━━━ DATA ENTRIES ━━━

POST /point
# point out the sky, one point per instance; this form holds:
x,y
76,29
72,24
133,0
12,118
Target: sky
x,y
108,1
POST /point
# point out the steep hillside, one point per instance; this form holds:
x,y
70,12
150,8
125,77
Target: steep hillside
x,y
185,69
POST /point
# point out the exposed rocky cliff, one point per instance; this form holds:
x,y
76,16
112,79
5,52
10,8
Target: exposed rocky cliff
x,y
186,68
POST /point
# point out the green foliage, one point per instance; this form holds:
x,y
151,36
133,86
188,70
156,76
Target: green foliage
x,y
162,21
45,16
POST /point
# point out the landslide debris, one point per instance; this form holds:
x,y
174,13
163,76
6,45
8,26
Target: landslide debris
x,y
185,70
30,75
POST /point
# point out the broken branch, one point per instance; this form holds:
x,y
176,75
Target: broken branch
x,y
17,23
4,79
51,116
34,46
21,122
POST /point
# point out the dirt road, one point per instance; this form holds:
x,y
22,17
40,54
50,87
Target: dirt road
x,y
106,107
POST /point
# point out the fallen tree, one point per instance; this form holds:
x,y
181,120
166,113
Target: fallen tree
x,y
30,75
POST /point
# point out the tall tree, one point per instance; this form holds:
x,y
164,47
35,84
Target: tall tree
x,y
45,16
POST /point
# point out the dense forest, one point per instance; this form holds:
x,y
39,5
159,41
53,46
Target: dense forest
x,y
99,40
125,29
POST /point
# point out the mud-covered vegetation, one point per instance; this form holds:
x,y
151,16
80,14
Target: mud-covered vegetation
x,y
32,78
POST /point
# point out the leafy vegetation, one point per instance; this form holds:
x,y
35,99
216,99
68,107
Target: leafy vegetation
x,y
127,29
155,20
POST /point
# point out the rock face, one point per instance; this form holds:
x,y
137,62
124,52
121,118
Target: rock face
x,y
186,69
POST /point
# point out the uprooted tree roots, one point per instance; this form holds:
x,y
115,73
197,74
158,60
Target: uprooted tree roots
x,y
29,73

━━━
━━━ DATA ENTRIES ━━━

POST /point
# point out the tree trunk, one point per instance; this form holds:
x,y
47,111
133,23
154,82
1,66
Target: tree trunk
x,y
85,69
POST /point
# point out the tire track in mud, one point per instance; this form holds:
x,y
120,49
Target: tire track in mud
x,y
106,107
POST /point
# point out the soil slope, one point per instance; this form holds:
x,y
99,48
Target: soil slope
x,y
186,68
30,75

━━━

TASK GOAL
Find every line in the material above that contains the string "broken" and copy each one out. Case counts, so match uppercase and lowercase letters exactly.

THE REPLY
# point out the broken branch, one point per instance; this form holds:
Target: broken branch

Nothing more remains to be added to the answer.